### GIVEN EXERCISE
Copy the following lines word for word, with no changes.

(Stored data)
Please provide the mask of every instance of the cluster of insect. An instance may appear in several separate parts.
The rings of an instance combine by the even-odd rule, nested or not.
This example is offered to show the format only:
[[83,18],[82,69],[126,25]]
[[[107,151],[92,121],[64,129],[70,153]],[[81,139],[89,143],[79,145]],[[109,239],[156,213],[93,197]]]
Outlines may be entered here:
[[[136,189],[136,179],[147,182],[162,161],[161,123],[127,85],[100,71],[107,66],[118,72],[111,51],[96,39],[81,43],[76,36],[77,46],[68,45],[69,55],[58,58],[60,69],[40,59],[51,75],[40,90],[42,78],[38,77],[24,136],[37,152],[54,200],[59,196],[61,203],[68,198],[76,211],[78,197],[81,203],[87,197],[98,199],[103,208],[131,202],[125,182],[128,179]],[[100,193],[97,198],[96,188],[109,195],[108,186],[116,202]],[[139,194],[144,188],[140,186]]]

### CORRECT RESULT
Please provide the mask of every instance of the cluster of insect. An instance may appear in several separate parts.
The rings of an instance combine by the even-odd rule, nested or not.
This example is offered to show the format only:
[[83,18],[82,69],[126,25]]
[[[107,151],[92,121],[64,129],[70,153]],[[81,139],[89,143],[79,145]],[[109,239],[156,213],[93,197]]]
Outlines may be entered here:
[[[136,189],[136,179],[147,182],[162,161],[161,123],[127,85],[100,71],[107,66],[118,72],[111,51],[96,39],[81,43],[76,36],[77,46],[68,45],[69,55],[58,58],[60,69],[40,59],[51,75],[40,90],[42,78],[38,77],[24,136],[37,152],[54,200],[59,196],[61,203],[68,198],[76,211],[78,197],[81,203],[87,197],[98,199],[103,208],[131,202],[125,182],[128,179]],[[100,193],[97,198],[96,188],[109,195],[108,186],[116,202]],[[139,194],[144,188],[140,186]]]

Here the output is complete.